We checked into the Napili Kai which is right next to my favorite beach ever, Kapalua. We had gotten in kind of late so just grabbed some grub at Maui Taco and then went back to the hotel room. The next morning we woke up and decided to make it a beach day and spent most of they dat at Kapalua. I went snorkeling a couple of times but mostly just read my book. I don’t remember nearly all of the blood-hungry pigeons on Kapalua from when I was here 10 years ago. There was this woman lying next to us on the beach and she started to feed them. Oh god. Then like approximately one millions pigeons swarmed here and she started trying to shoo them away. It seems to me commons knowledge that pigeons are flying rats who will swarm you if you try and feed them so just don’t do it and then just accept that you will get eaten alive by them and stop shooing them away. Seriously. Lars spent a majority of his time at Kapalua snorkeling in seach of the elusive sea turtle. Guess what? He found two of them and raced out of the water to find me so that he could show them to me. I got on my snorkely gear and followed him over to this rocky area where he had seen them. All of a sudden two BEASTS OF A TURTLE started swimming toward us. I had no regard for Lars’ life–I just turned around and swam like hell towards the beach. Yeah, I’m a nansy pansy, but I can’t even explain how huge this turtle was and we were in this rocky area that was very hard to navigate and I was afraid. As you read this blog, you will most likely come to the conclusion that I am afraid of many animals. If only they were wild sea golden retrievers.Blood Hungry Sea Turtle at Kapalua

We ate dinner that night in Lahaina and then had sub par ice cream for dessert. Boo.

The next morning we woke up early to drive the Hana Highway. The book we had said we should be “on the highway” no later than 8am since its such a windy road and so many people drive it. So, we got up around 6am and were on the road by 7am. We got to stop at Starbucks on the way in and I got some oatmeal with dried fruit and my first ever (no, really) iced mocha. It was like a frappuchino without the frap. I thought it would be a little sweeter than an iced coffee wiht a flavor shot. Yeah, wrong. It was so decadent with whipped cream on top. What was I thinking. I tried to pawn if off on Lars by selling it as “chocolate milk with a little bit of coffee”. This got him excited since he was a little tired. Then he took a sip and was like “blech”. Yeah, sorry dude.

^^^^^^^^

**SHORT TASK A**
Copy the passage of the Maui travel post from "The next morning we woke up early" to "Yeah, sorry dude.".
**SHORT TASK B**
According to the Maui travel post, why did the couple get up around 6am on the day they drove the Hana Highway?

**Point-based annotation data**
^^^^^^^^

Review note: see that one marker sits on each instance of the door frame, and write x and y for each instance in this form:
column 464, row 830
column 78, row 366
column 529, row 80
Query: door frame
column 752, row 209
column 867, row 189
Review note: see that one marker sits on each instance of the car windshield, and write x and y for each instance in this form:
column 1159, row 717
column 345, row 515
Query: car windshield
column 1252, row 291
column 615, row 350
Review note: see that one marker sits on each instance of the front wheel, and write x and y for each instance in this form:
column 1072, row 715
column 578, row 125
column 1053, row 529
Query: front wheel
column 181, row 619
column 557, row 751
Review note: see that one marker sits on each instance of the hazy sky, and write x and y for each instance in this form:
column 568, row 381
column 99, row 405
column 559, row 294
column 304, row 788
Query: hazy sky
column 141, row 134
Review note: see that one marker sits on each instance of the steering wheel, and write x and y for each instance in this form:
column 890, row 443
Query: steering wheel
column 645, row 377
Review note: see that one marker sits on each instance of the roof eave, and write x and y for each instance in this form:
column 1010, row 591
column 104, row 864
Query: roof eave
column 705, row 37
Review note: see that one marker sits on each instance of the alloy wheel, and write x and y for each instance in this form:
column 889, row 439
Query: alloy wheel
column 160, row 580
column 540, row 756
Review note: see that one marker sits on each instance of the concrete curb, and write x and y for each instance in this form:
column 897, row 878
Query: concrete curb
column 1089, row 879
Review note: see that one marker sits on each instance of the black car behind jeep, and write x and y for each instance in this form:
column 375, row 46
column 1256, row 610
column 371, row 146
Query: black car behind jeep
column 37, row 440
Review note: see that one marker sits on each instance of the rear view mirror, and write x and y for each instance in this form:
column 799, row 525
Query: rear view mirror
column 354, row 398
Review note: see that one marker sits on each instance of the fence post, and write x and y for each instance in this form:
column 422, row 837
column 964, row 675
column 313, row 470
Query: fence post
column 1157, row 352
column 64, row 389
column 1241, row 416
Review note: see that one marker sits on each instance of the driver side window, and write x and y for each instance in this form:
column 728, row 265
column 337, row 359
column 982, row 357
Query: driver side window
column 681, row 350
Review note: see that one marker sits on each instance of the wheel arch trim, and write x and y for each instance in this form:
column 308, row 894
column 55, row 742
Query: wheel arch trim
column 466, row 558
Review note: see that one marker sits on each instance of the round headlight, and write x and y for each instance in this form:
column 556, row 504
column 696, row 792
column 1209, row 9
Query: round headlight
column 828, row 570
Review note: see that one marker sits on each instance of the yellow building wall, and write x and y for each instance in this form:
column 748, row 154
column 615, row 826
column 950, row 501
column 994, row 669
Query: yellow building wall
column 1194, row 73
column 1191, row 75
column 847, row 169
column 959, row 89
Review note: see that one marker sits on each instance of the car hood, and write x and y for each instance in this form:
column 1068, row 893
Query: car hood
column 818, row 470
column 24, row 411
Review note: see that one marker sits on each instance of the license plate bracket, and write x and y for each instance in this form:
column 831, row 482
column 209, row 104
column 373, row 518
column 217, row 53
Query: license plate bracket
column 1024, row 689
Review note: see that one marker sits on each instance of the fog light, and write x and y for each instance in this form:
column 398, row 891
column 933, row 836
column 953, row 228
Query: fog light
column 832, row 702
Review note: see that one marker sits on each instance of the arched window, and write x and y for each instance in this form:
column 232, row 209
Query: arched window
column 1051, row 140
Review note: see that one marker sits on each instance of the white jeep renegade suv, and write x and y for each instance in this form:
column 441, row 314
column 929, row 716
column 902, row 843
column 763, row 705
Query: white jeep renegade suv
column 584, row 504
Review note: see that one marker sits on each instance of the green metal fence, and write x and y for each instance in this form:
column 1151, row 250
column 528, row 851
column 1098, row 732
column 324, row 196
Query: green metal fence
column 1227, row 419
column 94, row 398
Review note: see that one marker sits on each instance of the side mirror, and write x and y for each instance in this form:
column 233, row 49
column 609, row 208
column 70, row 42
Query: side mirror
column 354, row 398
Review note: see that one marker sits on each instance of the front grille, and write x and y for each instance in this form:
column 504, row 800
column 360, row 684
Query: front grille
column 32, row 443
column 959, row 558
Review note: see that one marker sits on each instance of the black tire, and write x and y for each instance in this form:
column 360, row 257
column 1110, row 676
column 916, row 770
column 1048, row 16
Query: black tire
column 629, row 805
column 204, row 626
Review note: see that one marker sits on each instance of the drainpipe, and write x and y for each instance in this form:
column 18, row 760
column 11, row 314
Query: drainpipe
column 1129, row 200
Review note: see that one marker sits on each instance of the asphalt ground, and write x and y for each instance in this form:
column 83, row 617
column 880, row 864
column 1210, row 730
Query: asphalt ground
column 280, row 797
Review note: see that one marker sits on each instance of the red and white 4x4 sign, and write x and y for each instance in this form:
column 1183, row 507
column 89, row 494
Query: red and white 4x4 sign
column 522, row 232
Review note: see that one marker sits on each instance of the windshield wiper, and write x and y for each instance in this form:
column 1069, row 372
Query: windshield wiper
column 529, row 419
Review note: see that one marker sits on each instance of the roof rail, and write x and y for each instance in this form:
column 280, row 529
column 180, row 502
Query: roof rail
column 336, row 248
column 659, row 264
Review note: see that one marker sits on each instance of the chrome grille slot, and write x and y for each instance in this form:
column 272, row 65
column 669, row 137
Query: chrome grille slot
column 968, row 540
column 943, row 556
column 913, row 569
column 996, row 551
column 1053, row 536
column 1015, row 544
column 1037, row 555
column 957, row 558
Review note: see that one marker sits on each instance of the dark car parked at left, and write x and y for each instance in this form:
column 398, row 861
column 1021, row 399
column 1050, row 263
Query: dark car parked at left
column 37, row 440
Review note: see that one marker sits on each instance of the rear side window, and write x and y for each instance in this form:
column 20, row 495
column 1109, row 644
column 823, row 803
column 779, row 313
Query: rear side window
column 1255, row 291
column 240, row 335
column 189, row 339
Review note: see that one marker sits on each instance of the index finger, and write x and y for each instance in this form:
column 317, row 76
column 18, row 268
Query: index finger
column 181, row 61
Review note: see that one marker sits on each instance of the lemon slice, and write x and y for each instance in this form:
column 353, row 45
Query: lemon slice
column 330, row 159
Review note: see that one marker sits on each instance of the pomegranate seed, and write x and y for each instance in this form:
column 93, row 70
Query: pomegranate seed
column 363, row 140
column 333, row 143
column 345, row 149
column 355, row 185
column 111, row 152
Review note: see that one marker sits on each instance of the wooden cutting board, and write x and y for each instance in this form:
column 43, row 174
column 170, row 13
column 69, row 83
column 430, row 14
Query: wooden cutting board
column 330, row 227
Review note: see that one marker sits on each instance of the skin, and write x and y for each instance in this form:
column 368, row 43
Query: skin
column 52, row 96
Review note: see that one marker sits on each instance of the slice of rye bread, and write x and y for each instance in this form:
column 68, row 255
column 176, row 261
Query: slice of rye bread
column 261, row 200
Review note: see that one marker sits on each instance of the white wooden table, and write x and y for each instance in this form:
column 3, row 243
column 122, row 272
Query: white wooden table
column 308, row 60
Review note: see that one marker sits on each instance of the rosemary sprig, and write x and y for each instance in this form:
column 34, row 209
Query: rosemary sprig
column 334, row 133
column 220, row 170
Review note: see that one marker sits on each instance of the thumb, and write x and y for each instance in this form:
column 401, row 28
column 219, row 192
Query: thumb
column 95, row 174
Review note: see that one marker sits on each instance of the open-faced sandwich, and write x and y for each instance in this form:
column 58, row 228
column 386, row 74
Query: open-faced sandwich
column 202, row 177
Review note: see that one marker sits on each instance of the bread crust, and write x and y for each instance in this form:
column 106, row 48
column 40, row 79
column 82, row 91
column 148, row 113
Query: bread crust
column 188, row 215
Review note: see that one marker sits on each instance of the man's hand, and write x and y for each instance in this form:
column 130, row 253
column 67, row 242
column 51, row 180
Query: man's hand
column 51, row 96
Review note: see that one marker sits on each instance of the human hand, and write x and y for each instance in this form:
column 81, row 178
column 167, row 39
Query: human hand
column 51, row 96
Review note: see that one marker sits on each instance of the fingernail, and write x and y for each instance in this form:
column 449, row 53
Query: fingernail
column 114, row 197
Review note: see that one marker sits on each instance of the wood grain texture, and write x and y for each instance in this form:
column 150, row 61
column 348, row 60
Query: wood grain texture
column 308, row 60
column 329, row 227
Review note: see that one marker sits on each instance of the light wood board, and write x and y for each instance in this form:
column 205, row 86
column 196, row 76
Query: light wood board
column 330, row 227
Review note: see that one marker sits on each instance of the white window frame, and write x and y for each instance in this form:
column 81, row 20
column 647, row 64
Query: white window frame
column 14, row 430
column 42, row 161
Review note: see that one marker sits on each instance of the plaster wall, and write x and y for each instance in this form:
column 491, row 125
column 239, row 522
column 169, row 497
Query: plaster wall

^^^^^^^^

**CORRECT RESULT A**
The next morning we woke up early to drive the Hana Highway. The book we had said we should be “on the highway” no later than 8am since its such a windy road and so many people drive it. So, we got up around 6am and were on the road by 7am. We got to stop at Starbucks on the way in and I got some oatmeal with dried fruit and my first ever (no, really) iced mocha. It was like a frappuchino without the frap. I thought it would be a little sweeter than an iced coffee wiht a flavor shot. Yeah, wrong. It was so decadent with whipped cream on top. What was I thinking. I tried to pawn if off on Lars by selling it as “chocolate milk with a little bit of coffee”. This got him excited since he was a little tired. Then he took a sip and was like “blech”. Yeah, sorry dude.

**CORRECT RESULT B**
Their book said they should be on the highway no later than 8am, because the road is very windy and many people drive it. So they got up around 6am and were on the road by 7am.